# WHAT IS ASKED
Starting with the first line of the data and going on through the line with "<point>126,230</point>", rewrite those lines with "deck post" replaced by "support post" and nothing else changed. Leave out the pictures.

-*-*-

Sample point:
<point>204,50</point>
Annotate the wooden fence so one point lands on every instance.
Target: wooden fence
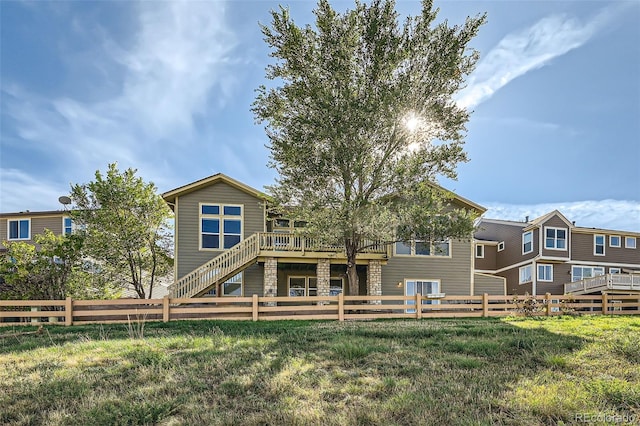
<point>340,307</point>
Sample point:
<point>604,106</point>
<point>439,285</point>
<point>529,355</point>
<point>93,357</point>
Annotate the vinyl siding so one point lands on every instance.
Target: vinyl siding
<point>188,254</point>
<point>453,272</point>
<point>38,225</point>
<point>583,245</point>
<point>556,222</point>
<point>492,285</point>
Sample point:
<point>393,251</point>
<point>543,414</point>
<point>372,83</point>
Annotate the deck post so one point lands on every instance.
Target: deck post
<point>485,305</point>
<point>68,312</point>
<point>165,309</point>
<point>254,307</point>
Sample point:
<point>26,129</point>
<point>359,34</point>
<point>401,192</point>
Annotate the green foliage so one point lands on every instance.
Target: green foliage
<point>362,121</point>
<point>53,268</point>
<point>126,230</point>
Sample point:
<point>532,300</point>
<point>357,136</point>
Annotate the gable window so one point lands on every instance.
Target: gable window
<point>525,274</point>
<point>220,226</point>
<point>545,273</point>
<point>555,238</point>
<point>579,273</point>
<point>19,229</point>
<point>423,248</point>
<point>598,245</point>
<point>614,241</point>
<point>527,242</point>
<point>422,287</point>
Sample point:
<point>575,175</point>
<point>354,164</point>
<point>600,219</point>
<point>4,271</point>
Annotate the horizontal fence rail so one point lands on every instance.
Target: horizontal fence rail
<point>340,307</point>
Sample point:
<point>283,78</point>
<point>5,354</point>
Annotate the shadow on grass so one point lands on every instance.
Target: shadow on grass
<point>458,371</point>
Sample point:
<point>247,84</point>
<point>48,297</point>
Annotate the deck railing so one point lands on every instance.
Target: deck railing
<point>340,307</point>
<point>624,282</point>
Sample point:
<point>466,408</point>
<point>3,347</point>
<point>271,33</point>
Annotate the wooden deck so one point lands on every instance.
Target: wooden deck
<point>624,283</point>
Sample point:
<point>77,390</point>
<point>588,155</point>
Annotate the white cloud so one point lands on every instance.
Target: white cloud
<point>173,68</point>
<point>518,53</point>
<point>619,215</point>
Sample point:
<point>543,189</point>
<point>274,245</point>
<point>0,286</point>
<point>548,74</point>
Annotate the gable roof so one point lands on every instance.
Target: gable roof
<point>170,196</point>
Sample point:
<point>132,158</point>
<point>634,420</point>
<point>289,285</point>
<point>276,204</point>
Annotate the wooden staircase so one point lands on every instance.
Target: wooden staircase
<point>217,270</point>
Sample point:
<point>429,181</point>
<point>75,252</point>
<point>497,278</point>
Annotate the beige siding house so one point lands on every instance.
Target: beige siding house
<point>225,245</point>
<point>552,255</point>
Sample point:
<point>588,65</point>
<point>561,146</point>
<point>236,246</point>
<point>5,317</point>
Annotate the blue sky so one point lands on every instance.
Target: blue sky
<point>166,87</point>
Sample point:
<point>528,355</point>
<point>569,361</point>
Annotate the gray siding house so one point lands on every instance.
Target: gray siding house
<point>226,245</point>
<point>547,254</point>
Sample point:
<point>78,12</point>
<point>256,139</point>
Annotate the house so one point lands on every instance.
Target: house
<point>549,253</point>
<point>227,245</point>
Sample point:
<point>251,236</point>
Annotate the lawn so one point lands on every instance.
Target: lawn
<point>561,370</point>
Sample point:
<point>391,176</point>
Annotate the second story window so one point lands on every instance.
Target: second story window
<point>19,229</point>
<point>555,238</point>
<point>598,245</point>
<point>220,226</point>
<point>527,242</point>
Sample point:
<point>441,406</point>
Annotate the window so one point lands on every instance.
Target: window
<point>220,226</point>
<point>231,287</point>
<point>527,242</point>
<point>598,245</point>
<point>422,287</point>
<point>579,273</point>
<point>19,229</point>
<point>555,238</point>
<point>614,241</point>
<point>525,274</point>
<point>545,273</point>
<point>423,248</point>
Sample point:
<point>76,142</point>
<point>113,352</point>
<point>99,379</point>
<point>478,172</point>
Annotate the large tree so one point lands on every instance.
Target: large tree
<point>125,222</point>
<point>362,121</point>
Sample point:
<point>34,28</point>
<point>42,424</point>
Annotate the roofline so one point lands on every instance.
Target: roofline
<point>170,196</point>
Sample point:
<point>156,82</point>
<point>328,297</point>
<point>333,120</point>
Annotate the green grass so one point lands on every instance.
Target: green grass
<point>464,371</point>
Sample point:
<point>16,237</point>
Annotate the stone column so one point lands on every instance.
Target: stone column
<point>270,279</point>
<point>374,280</point>
<point>323,273</point>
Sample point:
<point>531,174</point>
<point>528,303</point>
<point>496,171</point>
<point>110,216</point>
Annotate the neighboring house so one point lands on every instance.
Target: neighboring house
<point>226,244</point>
<point>543,255</point>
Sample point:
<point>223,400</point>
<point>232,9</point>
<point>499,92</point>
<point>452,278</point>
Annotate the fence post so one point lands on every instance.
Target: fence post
<point>485,305</point>
<point>254,307</point>
<point>165,309</point>
<point>547,298</point>
<point>68,312</point>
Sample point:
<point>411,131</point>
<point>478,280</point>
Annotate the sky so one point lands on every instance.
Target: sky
<point>166,87</point>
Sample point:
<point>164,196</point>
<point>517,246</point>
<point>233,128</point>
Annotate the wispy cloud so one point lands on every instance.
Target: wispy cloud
<point>518,53</point>
<point>619,215</point>
<point>173,69</point>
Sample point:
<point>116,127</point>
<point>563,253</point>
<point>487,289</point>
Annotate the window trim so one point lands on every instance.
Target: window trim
<point>596,245</point>
<point>546,279</point>
<point>221,218</point>
<point>619,241</point>
<point>432,245</point>
<point>28,220</point>
<point>524,243</point>
<point>530,280</point>
<point>555,238</point>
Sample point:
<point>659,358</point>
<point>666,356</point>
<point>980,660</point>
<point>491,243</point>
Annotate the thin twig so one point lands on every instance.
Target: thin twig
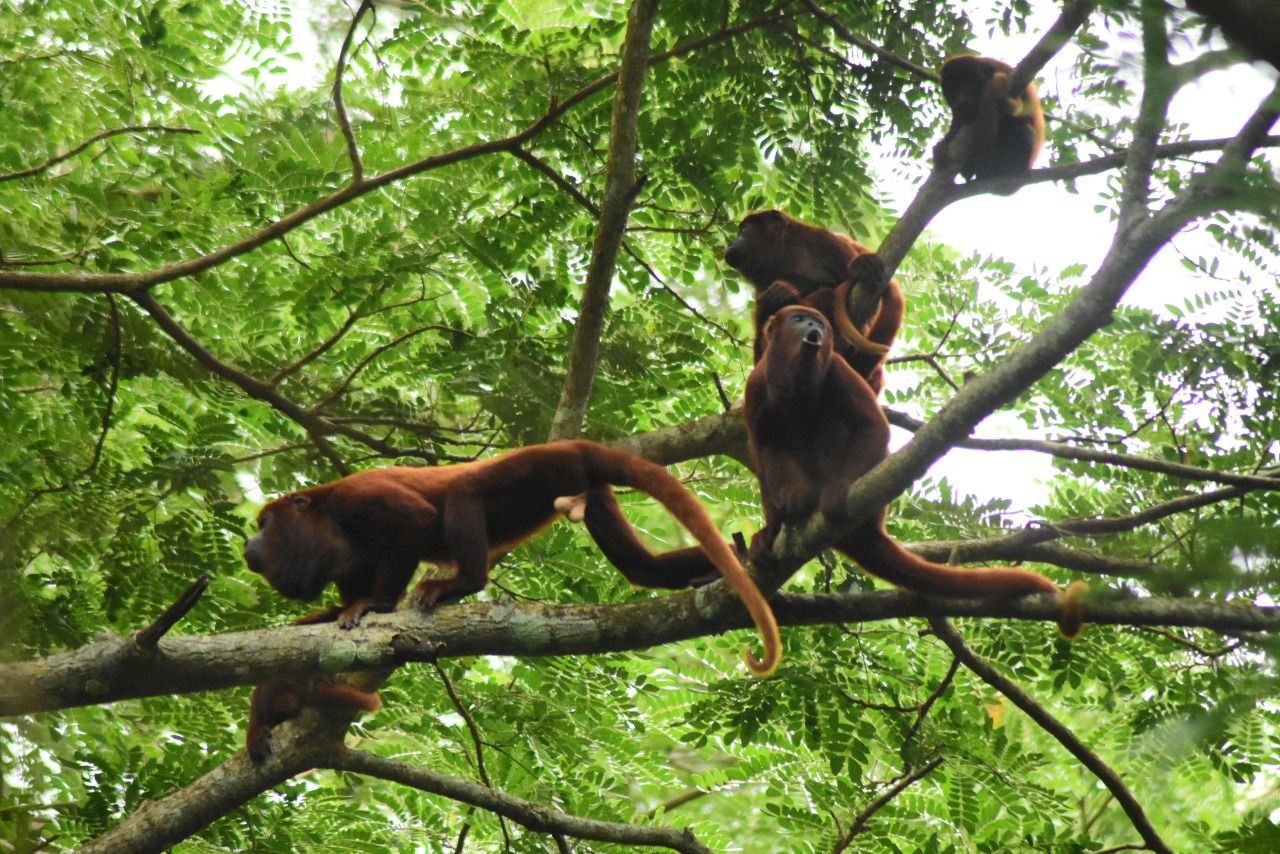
<point>146,639</point>
<point>536,817</point>
<point>357,168</point>
<point>946,633</point>
<point>96,137</point>
<point>885,798</point>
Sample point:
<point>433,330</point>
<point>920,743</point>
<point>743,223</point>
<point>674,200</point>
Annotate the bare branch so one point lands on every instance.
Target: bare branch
<point>535,817</point>
<point>1137,240</point>
<point>899,786</point>
<point>133,282</point>
<point>867,45</point>
<point>106,670</point>
<point>357,168</point>
<point>1075,747</point>
<point>257,388</point>
<point>146,639</point>
<point>97,137</point>
<point>364,362</point>
<point>1065,451</point>
<point>620,193</point>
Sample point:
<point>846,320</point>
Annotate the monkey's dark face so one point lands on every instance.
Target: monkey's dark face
<point>297,548</point>
<point>760,238</point>
<point>801,330</point>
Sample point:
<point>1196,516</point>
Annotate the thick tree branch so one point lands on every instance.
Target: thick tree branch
<point>620,193</point>
<point>112,668</point>
<point>1137,240</point>
<point>133,282</point>
<point>1075,747</point>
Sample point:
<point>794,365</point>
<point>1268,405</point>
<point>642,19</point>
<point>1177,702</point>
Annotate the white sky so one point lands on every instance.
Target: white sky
<point>1045,228</point>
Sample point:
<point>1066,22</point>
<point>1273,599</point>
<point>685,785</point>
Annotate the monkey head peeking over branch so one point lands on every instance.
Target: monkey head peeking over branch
<point>814,429</point>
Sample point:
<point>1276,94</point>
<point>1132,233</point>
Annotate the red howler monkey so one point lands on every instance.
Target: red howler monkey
<point>993,133</point>
<point>368,531</point>
<point>274,703</point>
<point>814,428</point>
<point>790,263</point>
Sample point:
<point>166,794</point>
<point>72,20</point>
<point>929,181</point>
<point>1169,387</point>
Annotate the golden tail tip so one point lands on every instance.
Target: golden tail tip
<point>1070,622</point>
<point>760,668</point>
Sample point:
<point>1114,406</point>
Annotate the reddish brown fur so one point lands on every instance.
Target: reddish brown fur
<point>992,133</point>
<point>814,429</point>
<point>274,703</point>
<point>791,263</point>
<point>369,531</point>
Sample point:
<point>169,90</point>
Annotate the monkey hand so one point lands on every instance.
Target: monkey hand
<point>355,612</point>
<point>572,507</point>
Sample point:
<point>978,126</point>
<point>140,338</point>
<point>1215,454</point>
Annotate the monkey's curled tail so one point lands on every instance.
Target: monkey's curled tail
<point>624,469</point>
<point>877,553</point>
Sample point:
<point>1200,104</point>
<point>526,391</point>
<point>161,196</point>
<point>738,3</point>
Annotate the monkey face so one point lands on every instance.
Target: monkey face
<point>298,548</point>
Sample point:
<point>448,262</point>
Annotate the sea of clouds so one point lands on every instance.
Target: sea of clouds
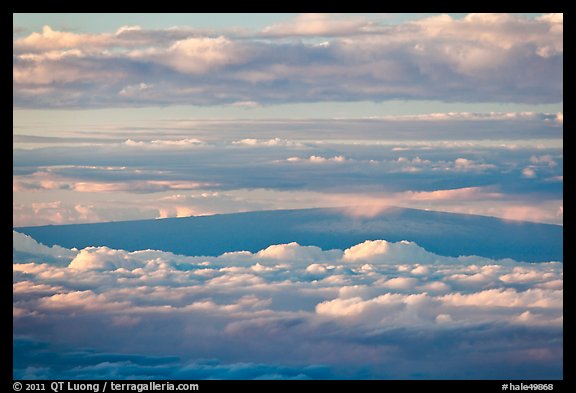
<point>378,310</point>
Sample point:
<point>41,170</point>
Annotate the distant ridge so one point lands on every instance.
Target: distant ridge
<point>443,233</point>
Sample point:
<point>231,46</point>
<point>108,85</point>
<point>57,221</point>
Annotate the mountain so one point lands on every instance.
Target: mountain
<point>442,233</point>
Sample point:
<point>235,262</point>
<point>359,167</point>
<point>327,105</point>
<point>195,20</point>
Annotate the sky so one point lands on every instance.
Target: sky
<point>148,116</point>
<point>120,117</point>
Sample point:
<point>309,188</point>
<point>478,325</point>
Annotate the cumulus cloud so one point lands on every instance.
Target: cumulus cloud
<point>287,304</point>
<point>519,60</point>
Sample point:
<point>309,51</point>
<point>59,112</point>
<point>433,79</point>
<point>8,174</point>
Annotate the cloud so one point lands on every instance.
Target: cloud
<point>271,142</point>
<point>285,305</point>
<point>318,25</point>
<point>438,58</point>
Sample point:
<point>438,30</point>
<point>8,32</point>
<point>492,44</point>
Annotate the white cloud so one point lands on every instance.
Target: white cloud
<point>287,298</point>
<point>481,57</point>
<point>271,142</point>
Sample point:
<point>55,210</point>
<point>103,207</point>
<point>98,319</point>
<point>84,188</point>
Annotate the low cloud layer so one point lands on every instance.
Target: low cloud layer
<point>376,310</point>
<point>435,58</point>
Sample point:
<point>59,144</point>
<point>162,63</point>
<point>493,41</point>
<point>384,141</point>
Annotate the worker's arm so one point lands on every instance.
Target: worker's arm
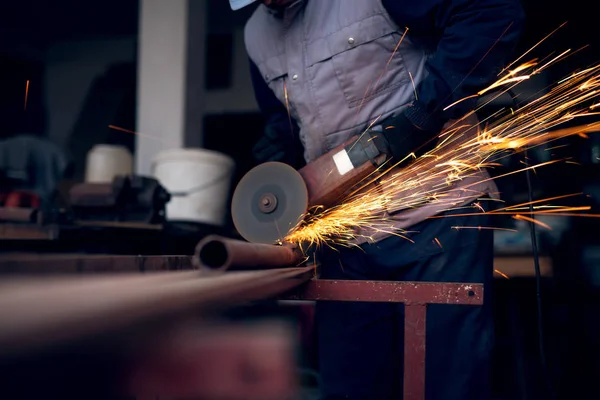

-*-*-

# RESULT OF THE EXERCISE
Sample point:
<point>204,50</point>
Annotate the wooden fence so one point lands on every instance.
Target: wooden fence
<point>340,307</point>
Sample point:
<point>604,106</point>
<point>439,285</point>
<point>529,355</point>
<point>93,357</point>
Annotate the vinyl siding so one point lands on every instance.
Target: vinyl siding
<point>188,254</point>
<point>453,272</point>
<point>38,225</point>
<point>583,245</point>
<point>556,222</point>
<point>492,285</point>
Sample point:
<point>393,251</point>
<point>543,414</point>
<point>372,83</point>
Annotate the support post so one point lands on every instance.
Target: support post
<point>485,305</point>
<point>68,312</point>
<point>165,309</point>
<point>254,307</point>
Sample point:
<point>26,129</point>
<point>359,34</point>
<point>401,192</point>
Annotate the green foliage so one point lands on every instance.
Target: green foliage
<point>362,121</point>
<point>53,268</point>
<point>126,230</point>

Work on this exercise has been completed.